BEGIN DATA FOR THIS TASK

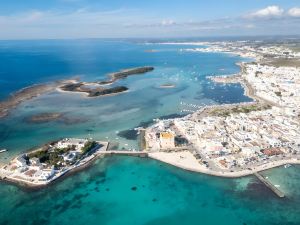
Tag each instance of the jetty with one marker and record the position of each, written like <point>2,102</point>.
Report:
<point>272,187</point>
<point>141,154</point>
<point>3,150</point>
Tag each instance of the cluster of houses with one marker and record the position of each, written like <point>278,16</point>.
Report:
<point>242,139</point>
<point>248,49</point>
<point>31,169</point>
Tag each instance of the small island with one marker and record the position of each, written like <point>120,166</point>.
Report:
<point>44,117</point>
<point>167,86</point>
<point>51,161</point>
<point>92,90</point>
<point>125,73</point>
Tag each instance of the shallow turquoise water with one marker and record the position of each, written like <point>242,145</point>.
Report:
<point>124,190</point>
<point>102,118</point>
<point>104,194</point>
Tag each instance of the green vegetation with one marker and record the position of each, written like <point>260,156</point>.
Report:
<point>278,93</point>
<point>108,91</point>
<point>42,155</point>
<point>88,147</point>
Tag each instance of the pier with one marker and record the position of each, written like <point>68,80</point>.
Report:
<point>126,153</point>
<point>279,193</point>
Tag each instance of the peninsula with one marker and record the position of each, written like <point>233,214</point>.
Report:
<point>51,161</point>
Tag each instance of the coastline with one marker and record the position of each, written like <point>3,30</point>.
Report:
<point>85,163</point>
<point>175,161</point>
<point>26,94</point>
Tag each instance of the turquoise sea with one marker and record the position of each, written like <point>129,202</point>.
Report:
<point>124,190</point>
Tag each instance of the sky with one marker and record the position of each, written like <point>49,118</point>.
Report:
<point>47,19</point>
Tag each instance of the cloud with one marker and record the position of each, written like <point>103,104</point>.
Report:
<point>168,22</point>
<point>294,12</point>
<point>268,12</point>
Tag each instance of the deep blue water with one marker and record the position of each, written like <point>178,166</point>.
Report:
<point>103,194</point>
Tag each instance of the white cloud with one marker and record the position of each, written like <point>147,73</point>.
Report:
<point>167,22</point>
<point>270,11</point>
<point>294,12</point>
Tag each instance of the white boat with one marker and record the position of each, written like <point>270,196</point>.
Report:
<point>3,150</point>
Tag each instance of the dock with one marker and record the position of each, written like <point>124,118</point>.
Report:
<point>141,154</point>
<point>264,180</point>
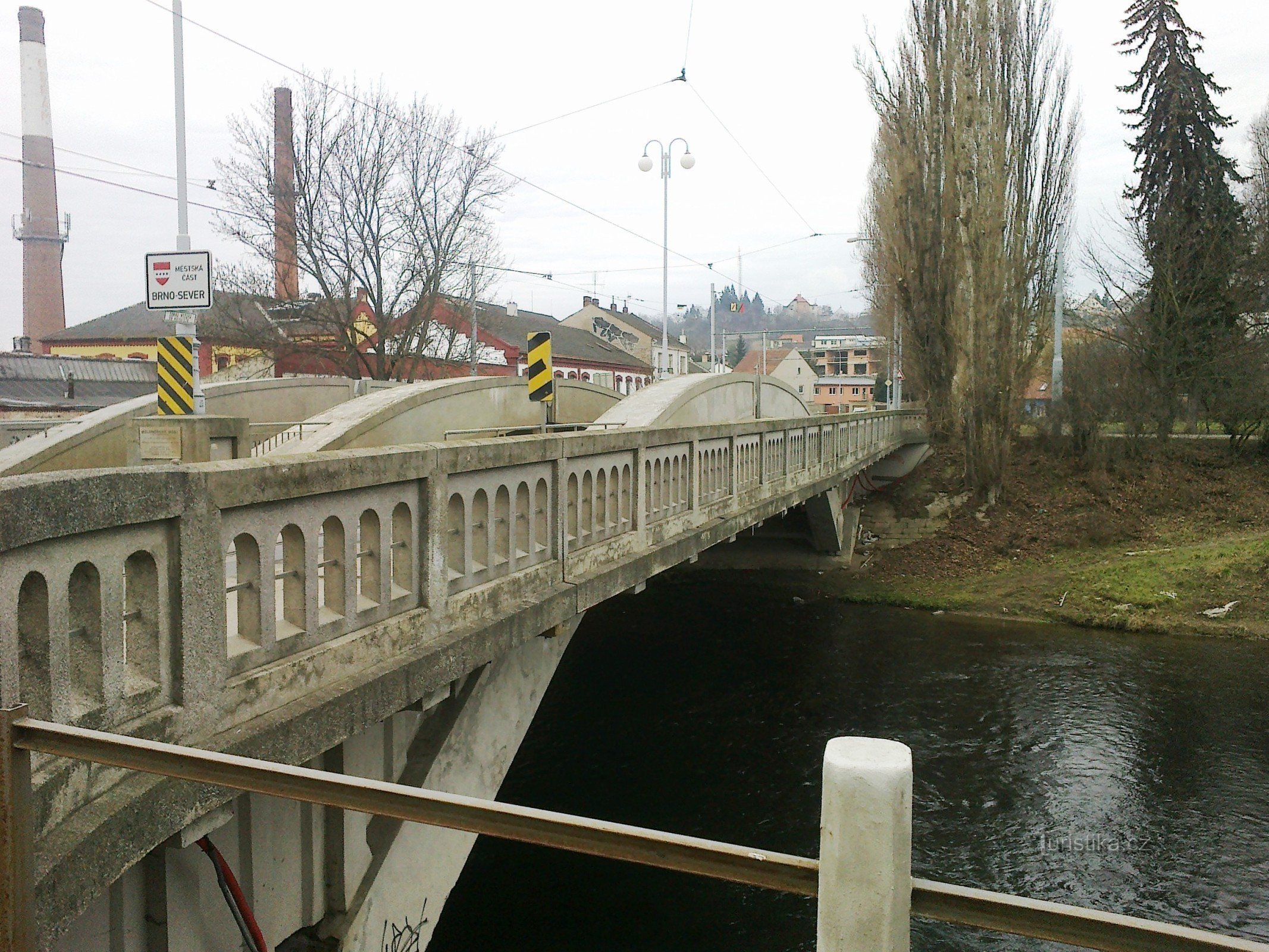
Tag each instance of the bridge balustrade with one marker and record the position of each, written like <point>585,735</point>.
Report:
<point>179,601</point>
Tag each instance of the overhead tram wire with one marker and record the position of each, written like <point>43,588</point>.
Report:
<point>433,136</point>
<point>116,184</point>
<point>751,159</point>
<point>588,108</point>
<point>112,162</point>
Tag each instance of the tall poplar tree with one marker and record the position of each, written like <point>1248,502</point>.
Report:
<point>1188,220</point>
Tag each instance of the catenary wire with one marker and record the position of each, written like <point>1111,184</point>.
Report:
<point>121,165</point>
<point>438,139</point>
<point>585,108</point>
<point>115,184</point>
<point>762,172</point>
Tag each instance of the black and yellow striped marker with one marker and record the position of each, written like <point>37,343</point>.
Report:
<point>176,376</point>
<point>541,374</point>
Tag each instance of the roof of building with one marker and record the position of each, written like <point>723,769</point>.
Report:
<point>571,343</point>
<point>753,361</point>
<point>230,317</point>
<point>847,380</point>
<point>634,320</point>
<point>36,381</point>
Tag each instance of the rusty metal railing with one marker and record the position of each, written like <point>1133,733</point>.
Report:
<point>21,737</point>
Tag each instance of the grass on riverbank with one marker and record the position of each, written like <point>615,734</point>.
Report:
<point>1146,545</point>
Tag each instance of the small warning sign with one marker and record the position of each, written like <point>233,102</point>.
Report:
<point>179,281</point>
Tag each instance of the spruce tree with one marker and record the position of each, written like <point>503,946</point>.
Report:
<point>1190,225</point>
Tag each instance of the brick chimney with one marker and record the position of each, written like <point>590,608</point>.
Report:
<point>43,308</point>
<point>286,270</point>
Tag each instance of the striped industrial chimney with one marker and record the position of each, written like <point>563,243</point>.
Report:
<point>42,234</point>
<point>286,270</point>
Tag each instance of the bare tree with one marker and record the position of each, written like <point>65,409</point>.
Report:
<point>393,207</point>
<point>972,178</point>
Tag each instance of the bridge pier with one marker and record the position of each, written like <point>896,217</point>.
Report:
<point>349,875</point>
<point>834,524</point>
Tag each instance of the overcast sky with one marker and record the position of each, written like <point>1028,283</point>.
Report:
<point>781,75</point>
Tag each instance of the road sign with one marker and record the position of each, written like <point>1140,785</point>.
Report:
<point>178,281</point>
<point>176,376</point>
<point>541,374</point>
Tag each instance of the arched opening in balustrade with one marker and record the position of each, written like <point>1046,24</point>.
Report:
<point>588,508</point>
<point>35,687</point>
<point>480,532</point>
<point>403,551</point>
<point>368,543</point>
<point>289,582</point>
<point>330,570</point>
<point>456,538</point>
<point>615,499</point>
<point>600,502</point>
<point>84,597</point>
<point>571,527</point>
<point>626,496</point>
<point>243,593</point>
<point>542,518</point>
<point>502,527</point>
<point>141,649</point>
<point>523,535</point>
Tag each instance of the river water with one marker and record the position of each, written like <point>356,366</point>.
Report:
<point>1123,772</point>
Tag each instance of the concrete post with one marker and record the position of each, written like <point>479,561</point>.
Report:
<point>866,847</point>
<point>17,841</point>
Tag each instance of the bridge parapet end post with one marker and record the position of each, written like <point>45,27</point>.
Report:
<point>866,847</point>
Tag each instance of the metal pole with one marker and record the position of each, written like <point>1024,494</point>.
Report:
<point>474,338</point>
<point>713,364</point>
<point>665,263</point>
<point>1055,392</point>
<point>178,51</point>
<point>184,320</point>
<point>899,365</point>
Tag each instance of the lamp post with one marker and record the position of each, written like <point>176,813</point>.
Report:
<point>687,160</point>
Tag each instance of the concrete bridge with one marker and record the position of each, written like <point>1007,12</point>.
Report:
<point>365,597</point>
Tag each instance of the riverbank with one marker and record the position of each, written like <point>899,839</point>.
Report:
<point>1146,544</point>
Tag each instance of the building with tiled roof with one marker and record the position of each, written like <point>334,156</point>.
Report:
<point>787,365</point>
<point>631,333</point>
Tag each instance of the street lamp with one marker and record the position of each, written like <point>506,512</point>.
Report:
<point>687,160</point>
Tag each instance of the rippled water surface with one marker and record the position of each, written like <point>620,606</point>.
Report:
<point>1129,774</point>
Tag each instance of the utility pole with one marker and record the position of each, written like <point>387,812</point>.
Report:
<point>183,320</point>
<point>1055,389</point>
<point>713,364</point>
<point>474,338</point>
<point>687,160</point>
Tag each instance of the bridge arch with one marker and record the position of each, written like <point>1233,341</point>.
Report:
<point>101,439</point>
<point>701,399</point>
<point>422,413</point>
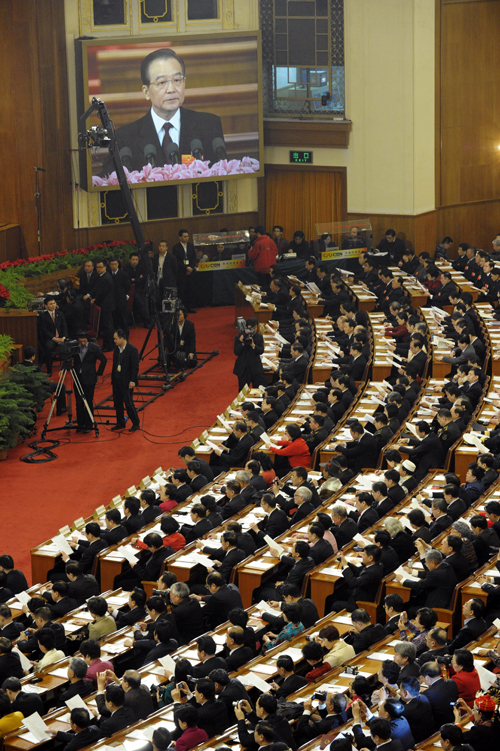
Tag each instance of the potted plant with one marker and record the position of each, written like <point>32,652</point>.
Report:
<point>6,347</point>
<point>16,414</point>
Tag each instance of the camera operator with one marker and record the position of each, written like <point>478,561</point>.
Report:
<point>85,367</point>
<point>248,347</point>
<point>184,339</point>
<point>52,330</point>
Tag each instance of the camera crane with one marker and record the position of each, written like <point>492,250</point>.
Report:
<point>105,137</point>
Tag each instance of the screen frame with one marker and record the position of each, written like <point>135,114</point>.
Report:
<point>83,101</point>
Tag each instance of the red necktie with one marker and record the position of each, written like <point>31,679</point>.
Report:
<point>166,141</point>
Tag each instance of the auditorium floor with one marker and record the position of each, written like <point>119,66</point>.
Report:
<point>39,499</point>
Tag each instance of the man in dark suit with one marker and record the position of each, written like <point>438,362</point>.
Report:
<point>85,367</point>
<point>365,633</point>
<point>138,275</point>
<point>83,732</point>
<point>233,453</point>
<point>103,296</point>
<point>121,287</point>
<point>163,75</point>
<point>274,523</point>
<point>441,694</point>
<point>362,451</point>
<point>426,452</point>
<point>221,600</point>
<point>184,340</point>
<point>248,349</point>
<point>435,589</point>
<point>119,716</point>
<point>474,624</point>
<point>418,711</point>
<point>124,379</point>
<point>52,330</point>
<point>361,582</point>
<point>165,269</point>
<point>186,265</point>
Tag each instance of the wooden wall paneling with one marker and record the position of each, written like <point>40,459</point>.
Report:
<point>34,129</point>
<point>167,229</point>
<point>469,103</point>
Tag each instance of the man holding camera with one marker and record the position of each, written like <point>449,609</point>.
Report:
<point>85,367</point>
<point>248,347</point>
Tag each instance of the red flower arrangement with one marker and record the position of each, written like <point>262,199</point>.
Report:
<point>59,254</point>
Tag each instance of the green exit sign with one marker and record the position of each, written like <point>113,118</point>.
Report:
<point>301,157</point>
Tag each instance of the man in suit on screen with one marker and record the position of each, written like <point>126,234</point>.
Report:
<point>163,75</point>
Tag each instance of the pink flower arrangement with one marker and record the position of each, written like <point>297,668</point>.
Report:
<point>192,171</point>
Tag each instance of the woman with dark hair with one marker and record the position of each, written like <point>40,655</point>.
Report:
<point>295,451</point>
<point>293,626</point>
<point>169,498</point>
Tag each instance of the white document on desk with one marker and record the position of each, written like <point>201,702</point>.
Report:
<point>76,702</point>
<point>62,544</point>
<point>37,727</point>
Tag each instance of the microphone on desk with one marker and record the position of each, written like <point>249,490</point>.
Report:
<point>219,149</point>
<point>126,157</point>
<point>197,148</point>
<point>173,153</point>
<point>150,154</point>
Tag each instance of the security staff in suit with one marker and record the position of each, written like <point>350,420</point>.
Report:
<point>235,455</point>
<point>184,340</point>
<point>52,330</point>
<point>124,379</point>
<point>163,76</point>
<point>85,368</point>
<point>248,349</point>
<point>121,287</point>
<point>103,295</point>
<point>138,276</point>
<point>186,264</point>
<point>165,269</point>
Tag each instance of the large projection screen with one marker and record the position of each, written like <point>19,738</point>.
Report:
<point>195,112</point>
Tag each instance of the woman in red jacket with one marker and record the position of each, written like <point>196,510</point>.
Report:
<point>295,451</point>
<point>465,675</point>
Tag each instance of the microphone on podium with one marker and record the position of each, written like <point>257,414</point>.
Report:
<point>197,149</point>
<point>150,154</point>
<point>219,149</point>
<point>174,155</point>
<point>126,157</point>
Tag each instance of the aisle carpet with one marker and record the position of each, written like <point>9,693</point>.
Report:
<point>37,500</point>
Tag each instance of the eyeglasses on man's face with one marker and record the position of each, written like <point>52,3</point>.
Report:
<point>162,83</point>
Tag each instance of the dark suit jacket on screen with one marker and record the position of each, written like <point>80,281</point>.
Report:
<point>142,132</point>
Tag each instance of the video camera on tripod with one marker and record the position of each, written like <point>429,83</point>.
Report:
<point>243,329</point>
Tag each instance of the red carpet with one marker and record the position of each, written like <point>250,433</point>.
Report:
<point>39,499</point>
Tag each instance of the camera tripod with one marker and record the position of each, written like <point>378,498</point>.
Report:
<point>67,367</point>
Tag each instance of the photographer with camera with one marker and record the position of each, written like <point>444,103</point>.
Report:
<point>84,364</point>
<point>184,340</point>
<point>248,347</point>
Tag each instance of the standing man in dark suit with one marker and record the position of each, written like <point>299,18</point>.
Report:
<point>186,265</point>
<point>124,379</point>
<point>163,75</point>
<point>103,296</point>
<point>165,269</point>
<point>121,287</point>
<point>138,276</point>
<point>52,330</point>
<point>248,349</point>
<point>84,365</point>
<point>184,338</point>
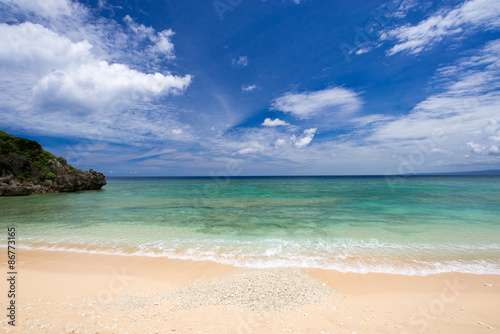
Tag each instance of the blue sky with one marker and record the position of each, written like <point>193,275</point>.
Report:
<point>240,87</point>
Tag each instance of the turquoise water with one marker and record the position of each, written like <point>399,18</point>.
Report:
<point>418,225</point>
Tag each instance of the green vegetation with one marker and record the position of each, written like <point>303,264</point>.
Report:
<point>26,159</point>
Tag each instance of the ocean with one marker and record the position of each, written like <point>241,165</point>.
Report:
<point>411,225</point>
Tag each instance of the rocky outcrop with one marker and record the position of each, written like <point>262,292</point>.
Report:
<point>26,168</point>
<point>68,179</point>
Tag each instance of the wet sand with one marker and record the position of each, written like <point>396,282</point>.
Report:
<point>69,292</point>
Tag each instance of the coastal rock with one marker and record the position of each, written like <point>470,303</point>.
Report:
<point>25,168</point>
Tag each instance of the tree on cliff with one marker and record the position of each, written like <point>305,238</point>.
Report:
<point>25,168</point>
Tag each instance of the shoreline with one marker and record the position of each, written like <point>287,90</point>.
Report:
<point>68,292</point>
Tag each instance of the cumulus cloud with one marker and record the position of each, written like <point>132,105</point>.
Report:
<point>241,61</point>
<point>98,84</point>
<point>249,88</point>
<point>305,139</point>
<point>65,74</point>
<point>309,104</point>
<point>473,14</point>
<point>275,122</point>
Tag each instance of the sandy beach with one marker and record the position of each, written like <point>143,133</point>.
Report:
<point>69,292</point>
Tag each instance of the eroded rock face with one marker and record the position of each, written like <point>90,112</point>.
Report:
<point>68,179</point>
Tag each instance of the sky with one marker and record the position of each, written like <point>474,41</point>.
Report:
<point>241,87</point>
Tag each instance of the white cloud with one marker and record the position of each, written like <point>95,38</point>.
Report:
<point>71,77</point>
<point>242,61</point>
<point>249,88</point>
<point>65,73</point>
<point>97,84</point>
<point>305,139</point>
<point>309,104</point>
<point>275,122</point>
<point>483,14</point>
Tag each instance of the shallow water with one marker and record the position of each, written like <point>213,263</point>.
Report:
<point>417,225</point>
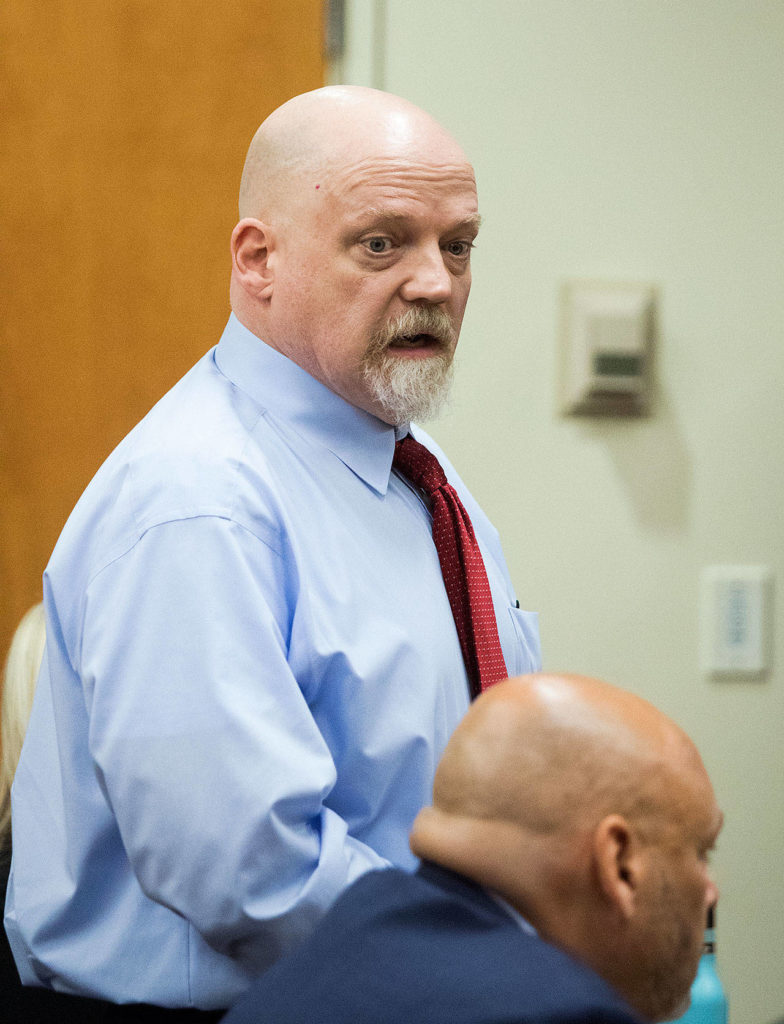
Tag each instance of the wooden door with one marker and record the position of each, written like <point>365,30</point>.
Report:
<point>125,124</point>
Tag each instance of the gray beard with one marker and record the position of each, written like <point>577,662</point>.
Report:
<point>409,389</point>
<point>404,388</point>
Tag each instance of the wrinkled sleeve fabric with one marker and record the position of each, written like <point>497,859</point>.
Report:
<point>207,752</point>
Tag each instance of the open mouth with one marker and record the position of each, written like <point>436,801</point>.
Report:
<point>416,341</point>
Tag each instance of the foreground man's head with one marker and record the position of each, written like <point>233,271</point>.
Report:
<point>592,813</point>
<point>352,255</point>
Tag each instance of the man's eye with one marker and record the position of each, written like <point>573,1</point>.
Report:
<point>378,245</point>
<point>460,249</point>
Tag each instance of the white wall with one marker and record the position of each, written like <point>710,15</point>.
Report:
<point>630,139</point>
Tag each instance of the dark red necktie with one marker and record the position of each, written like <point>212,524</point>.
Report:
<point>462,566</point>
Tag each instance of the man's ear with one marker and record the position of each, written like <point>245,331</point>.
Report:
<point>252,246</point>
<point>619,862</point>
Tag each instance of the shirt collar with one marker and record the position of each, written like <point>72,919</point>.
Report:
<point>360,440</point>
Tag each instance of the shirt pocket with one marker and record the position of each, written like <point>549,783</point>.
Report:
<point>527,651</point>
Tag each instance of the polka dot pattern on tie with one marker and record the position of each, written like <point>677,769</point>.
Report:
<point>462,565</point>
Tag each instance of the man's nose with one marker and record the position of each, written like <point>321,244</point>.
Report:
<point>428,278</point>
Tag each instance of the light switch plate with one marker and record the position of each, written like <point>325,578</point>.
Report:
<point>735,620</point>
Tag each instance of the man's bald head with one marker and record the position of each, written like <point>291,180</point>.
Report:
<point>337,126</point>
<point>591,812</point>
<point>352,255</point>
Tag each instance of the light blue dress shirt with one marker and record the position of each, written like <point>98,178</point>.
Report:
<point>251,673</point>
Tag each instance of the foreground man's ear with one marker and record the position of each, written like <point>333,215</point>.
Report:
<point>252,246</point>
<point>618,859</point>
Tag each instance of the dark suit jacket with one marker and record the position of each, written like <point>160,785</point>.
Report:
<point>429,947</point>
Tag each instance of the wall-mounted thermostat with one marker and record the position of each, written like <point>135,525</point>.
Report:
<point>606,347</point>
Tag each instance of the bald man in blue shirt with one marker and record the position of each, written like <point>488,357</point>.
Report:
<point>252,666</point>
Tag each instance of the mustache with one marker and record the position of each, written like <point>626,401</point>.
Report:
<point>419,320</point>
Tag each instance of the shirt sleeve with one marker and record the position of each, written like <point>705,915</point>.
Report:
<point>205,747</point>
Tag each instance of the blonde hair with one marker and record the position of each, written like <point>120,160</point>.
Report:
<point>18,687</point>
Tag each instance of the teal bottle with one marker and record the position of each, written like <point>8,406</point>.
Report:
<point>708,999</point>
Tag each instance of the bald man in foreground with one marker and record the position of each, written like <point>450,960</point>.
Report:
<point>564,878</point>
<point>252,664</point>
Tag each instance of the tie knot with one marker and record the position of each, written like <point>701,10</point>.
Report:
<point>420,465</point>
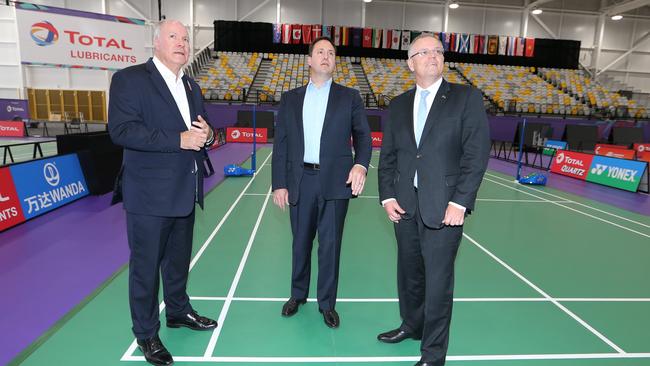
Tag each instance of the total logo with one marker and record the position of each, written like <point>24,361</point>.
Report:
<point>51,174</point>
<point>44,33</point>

END DATA FOR THIS TASK

YOUR INSTRUCTIONS
Based on the material above, how many lines contain the string "post"? State the number alone.

SOLUTION
3